■ Job A ■
Report every line in the records below that contains the word "logo", and copy each such line in full.

■ Article ■
>> begin
Eighth, that the Defendant has failed and refused to make any payments due pursuant to the terms of the subject guarantee for either principal or interest.
Ninth, that as of March 13th, 1989 Dennis Dine was indebted to the FDIC in its corporate capacity in principal sums in excess of $225,000 by reason of two notes executed April 28th, 1981.
Tenth, that as of March 13th, 1989, there was interest accrued on the obligation pursuant to the subject guarantee in the sum of $235,411.64, and interest continues to accrue thereon at the rate of $83.25 per day.
Eleventh, that any agreements between the Defendant and Wayne Betka [sic] that the subject guarantee would only be used by the First National Bank of Oak Lawn if same were necessary for that intitutuion [sic] to grant a Iona [sic] to Dennis Dine is and was an unwritten agreement, invalid, unassertible as against the FDIC by reasons of the provisions of Section 1823-E, Title 12 of the United States Code.
Twelfth, that the release executed by the then First National Bank of Oak Lawn dated October 1, 1979, was not approved by its Board of Directors or Loan Committee, nor was
any approval thereof reflected in the minutes of the Board or Loan Committee, and as a consequence thereof the release is invalid and unassertible as against the FDIC by reason of the provisions of Section 1823-E of Title 12 of the U.S. Code.
Thirteen, the fact that the First National Bank of Oak Lawn did not in fact rely upon the subject guarantee in making of the loan of February 28th, 1975 to Dennis G. Dine is irrelevant for the purposes of application of Section 1823-E generally under the holding of FDIC versus TWT 626 Fed sup [sic] 149.
Fourteen, no evidence has been introduced of any written notification by the Defendants to the First National Bank of Oak Lawn discontinuing the subject guarantee as required by the terms thereof, and any oral notification of discontinuance given or accepted being at variance with the terms of the subject guarantee is also invalid and unassertible against the FDIC by reason of Section 1823-E.
Fifteen, that even if one were to argue that the issuance of the release was an exercise of a unilateral right to release by the First National Bank of Oak Lawn as provided on the face of the guarantee, the exercise of that right of the issuance of the release on October 1, 1979 is unassertible as against the FDIC pursuant to Section 1823-E by reason of the lack of any approval therefore [sic] by the Board of Directors or Loan Committee reflected in the minutes of the First National Bank of Oak Lawn.”
On May 1, 1989, based upon the foregoing reasons, the trial court entered judgment in favor of the FDIC and against O’Malley for a total sum of $464,490.80, consisting of $225,000 in principal and $239,490.89 in accrued interest. The order provided that it was non-final until the issue of attorney fees was resolved.
>> end
■ Job B ■
Answer these questions using the court findings above:
(i) At what daily rate does interest continue to accrue on the guarantee obligation?
(ii) On what date was the release executed by the First National Bank of Oak Lawn?
(iii) On what date did the trial court enter judgment in favor of the FDIC?

■ Material for the task ■
>> begin
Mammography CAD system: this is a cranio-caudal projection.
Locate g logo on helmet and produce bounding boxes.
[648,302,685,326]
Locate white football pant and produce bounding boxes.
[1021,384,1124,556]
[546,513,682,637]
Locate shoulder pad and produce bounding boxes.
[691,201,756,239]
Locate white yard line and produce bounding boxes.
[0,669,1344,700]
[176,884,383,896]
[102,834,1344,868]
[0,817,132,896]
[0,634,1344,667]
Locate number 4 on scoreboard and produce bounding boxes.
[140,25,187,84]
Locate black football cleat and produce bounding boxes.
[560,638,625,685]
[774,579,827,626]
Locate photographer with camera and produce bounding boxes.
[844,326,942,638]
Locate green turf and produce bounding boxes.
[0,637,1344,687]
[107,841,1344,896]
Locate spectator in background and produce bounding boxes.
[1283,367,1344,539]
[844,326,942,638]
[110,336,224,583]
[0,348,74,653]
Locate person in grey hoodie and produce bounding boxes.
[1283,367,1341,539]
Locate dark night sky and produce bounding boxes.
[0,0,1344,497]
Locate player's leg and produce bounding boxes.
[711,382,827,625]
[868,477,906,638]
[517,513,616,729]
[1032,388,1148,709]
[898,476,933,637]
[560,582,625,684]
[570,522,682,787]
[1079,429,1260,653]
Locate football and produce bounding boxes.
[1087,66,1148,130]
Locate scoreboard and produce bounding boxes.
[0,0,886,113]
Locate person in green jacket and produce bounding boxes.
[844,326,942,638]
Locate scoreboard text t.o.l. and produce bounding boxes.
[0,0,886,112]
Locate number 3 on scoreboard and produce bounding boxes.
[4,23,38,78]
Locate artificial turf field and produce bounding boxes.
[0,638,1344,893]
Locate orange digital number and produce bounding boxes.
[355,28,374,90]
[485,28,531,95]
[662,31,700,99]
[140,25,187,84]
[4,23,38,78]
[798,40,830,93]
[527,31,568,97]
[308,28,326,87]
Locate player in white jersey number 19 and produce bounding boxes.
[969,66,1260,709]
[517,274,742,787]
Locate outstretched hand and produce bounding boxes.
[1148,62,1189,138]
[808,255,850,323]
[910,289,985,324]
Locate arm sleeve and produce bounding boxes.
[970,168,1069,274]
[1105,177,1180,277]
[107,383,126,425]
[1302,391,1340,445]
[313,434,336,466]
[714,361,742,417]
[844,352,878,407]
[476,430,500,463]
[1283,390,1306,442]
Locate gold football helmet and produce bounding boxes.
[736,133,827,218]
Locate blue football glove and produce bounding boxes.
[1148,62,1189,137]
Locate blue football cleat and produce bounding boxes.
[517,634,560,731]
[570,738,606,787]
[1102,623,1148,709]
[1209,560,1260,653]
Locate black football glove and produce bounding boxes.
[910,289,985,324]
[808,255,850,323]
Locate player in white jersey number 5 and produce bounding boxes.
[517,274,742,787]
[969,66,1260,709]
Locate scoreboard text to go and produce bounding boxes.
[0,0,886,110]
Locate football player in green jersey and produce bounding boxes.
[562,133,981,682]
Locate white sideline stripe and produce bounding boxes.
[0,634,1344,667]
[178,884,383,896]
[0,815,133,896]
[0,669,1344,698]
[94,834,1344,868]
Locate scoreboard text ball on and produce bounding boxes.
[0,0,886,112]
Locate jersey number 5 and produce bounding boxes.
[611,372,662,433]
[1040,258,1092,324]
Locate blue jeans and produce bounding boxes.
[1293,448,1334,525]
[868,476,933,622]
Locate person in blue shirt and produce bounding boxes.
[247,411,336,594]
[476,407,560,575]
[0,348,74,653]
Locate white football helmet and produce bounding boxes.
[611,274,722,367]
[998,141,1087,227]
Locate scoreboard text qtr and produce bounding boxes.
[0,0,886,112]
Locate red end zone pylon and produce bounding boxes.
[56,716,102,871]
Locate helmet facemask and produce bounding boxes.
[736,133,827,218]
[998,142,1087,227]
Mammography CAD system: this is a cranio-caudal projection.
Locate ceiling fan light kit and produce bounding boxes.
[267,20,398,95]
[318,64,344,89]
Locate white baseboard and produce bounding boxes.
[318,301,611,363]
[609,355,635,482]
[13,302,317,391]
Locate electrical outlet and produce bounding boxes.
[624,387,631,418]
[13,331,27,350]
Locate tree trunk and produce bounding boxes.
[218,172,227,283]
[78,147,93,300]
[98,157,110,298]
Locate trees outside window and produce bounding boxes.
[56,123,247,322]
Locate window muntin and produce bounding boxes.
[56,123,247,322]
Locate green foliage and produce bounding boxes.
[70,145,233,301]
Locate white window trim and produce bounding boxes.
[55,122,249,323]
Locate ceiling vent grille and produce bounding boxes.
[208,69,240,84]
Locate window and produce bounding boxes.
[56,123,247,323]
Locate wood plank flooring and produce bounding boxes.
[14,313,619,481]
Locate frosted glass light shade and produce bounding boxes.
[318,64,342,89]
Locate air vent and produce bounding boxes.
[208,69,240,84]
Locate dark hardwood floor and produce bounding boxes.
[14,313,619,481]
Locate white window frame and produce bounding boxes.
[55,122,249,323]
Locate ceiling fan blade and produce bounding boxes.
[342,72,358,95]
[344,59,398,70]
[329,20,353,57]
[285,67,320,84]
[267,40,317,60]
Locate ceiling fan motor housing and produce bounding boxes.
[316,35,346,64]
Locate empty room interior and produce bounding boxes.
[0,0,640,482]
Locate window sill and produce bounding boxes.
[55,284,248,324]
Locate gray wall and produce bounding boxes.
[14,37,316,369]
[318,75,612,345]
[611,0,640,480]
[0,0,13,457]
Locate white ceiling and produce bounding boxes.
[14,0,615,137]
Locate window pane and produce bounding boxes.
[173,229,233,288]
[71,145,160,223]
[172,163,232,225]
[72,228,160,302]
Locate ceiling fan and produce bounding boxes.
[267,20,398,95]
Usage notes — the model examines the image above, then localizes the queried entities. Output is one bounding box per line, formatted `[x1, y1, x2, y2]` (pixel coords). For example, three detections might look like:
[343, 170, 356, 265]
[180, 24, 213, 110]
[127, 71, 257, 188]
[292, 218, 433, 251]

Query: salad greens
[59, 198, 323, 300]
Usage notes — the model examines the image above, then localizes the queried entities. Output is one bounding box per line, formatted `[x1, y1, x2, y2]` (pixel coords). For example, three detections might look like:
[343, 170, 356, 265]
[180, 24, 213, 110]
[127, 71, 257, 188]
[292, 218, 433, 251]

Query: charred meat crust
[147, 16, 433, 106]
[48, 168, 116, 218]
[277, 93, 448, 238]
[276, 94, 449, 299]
>> end
>> begin
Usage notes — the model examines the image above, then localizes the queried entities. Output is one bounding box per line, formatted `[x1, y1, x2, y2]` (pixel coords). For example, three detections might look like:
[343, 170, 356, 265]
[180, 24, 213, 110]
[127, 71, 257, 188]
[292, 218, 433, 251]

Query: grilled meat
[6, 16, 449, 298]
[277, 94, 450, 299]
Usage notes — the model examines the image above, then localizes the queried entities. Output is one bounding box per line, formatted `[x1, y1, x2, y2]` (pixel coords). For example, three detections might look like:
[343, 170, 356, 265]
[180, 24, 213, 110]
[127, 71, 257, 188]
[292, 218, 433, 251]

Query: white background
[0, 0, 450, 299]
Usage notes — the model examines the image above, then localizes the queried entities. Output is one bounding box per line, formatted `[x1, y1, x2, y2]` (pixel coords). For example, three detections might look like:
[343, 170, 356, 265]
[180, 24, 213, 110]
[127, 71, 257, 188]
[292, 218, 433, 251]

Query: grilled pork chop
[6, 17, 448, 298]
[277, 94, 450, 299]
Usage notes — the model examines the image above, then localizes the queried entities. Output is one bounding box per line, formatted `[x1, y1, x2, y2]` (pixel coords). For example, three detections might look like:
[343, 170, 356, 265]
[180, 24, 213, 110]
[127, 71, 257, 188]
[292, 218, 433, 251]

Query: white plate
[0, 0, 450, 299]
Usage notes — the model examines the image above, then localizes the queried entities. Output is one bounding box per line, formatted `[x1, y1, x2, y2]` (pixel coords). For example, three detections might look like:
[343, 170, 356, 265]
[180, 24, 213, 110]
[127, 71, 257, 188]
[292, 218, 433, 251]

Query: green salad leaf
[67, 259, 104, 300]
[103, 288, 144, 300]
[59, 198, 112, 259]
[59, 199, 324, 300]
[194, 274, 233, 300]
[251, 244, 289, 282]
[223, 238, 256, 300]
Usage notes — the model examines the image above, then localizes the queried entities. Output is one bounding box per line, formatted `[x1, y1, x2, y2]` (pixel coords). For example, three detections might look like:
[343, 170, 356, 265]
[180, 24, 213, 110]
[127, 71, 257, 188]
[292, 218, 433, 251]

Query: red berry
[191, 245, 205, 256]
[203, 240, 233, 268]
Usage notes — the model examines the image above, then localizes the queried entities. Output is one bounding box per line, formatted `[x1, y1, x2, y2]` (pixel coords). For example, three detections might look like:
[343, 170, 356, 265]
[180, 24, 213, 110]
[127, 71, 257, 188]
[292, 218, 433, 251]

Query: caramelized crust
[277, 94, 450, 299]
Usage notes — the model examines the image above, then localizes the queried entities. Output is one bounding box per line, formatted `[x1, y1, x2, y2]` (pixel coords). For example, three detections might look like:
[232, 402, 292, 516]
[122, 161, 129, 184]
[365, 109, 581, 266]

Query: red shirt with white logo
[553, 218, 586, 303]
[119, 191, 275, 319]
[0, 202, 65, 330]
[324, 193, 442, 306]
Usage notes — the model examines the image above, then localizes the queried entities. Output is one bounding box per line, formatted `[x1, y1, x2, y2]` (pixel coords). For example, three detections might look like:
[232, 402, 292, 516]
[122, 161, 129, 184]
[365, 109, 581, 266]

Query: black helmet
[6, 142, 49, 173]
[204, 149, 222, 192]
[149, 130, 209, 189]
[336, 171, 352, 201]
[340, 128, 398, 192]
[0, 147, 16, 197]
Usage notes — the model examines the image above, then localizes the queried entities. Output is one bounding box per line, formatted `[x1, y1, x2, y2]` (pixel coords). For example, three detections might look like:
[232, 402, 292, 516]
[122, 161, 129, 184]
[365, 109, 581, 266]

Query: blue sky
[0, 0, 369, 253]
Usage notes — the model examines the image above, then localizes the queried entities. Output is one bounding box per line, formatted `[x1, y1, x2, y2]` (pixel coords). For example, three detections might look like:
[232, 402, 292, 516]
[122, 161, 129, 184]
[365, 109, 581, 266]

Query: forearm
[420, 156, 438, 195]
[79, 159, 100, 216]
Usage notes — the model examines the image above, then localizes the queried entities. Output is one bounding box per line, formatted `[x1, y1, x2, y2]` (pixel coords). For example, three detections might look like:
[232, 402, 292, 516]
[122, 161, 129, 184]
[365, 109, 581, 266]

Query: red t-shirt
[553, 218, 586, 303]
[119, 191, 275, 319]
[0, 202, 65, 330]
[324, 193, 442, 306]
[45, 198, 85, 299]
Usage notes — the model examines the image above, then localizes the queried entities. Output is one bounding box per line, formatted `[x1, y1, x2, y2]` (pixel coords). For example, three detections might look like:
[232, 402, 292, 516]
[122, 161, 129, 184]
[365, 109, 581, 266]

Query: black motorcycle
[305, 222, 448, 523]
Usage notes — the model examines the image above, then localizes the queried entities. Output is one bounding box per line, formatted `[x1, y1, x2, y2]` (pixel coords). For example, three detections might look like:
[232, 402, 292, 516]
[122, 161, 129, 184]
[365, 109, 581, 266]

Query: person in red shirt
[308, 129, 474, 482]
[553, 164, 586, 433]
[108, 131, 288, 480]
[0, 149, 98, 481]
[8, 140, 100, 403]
>> end
■ Task result A ■
Locate g logo on helmet and produce bounding boxes.
Query: red shirt with white logo

■ Task result B ■
(i) $83.25 per day
(ii) October 1, 1979
(iii) May 1, 1989